Segment Start: Entries shown

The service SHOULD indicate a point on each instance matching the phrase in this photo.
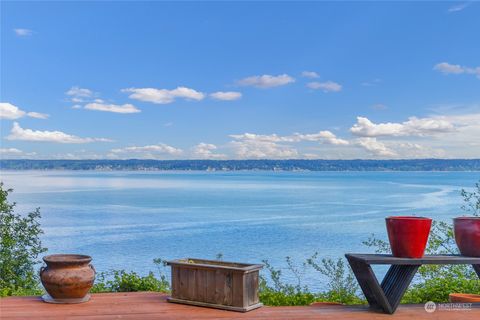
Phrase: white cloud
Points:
(413, 127)
(266, 81)
(250, 145)
(310, 74)
(164, 96)
(447, 68)
(458, 7)
(14, 153)
(125, 108)
(21, 32)
(375, 147)
(226, 95)
(205, 151)
(253, 149)
(322, 136)
(155, 151)
(11, 112)
(328, 86)
(371, 83)
(38, 115)
(10, 151)
(78, 92)
(379, 106)
(18, 133)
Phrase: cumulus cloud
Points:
(458, 7)
(375, 147)
(379, 106)
(21, 32)
(38, 115)
(14, 153)
(323, 136)
(413, 127)
(11, 112)
(253, 149)
(154, 151)
(371, 83)
(163, 96)
(226, 95)
(206, 151)
(125, 108)
(266, 81)
(78, 92)
(250, 145)
(310, 74)
(447, 68)
(18, 133)
(328, 86)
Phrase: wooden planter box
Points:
(215, 284)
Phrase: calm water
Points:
(126, 219)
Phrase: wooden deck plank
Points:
(149, 305)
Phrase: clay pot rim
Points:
(67, 259)
(407, 218)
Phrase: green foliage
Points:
(122, 281)
(278, 293)
(435, 283)
(342, 284)
(20, 247)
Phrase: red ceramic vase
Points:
(408, 236)
(467, 235)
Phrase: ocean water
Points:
(126, 219)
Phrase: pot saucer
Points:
(47, 298)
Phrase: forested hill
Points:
(235, 165)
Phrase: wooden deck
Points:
(149, 305)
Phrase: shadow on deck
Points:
(150, 305)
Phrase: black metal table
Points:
(387, 295)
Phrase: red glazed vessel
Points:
(467, 235)
(408, 236)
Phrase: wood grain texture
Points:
(150, 305)
(387, 296)
(427, 259)
(231, 285)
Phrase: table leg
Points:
(476, 267)
(396, 282)
(387, 296)
(369, 284)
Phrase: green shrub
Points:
(122, 281)
(432, 282)
(20, 247)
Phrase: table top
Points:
(427, 259)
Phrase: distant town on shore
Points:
(243, 165)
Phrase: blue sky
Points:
(233, 80)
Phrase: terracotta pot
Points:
(463, 298)
(467, 235)
(67, 276)
(408, 236)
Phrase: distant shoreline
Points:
(297, 165)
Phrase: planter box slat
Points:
(217, 284)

Segment End: Entries shown

What to do:
Would you please output each record exactly, leaving the images out?

Finished task:
The service SHOULD indicate a point on each instance matching the phrase in this photo.
Phrase: white cloud
Points:
(413, 127)
(266, 81)
(250, 145)
(310, 74)
(164, 96)
(447, 68)
(458, 7)
(14, 153)
(125, 108)
(21, 32)
(375, 147)
(226, 95)
(205, 151)
(253, 149)
(322, 136)
(155, 151)
(11, 112)
(328, 86)
(371, 83)
(38, 115)
(10, 151)
(78, 92)
(379, 106)
(18, 133)
Phrase: cumulus cloud
Points:
(458, 7)
(375, 147)
(379, 106)
(21, 32)
(38, 115)
(14, 153)
(323, 136)
(413, 127)
(11, 112)
(253, 149)
(154, 151)
(371, 83)
(163, 96)
(226, 95)
(206, 151)
(125, 108)
(266, 81)
(78, 92)
(250, 145)
(310, 74)
(447, 68)
(18, 133)
(328, 86)
Phrase: wooden planter box
Points:
(215, 284)
Phrase: calm water
Points:
(126, 219)
Phrase: wooden deck plank
Points:
(149, 305)
Phrase: clay pot rim
Points:
(67, 259)
(407, 218)
Phrase: green foliage
Points:
(122, 281)
(278, 293)
(435, 283)
(342, 284)
(20, 247)
Phrase: red ceramic vase
Points:
(408, 236)
(467, 235)
Phrase: ocean water
Points:
(126, 219)
Phrase: pot saucer
Points:
(47, 298)
Phrase: forested hill
Points:
(235, 165)
Phrase: wooden deck
Points:
(149, 305)
Phrase: shadow on deck
Points:
(150, 305)
Phrase: black metal table
Points:
(387, 295)
Phrase: red glazed vessel
Points:
(467, 235)
(408, 236)
Phrase: wood grain texture
Points:
(150, 305)
(387, 296)
(427, 259)
(231, 285)
Phrase: table leg
Points:
(476, 267)
(396, 282)
(387, 296)
(369, 284)
Phrase: green shrub
Points:
(122, 281)
(432, 282)
(20, 247)
Phrase: table top
Points:
(427, 259)
Phrase: distant town on shore
Points:
(243, 165)
Phrase: blue sky
Points:
(233, 80)
Phrase: terracotta pot
Points:
(463, 298)
(467, 235)
(67, 276)
(408, 236)
Phrase: distant shoreline
Points:
(297, 165)
Phrase: planter box slat
Points:
(217, 284)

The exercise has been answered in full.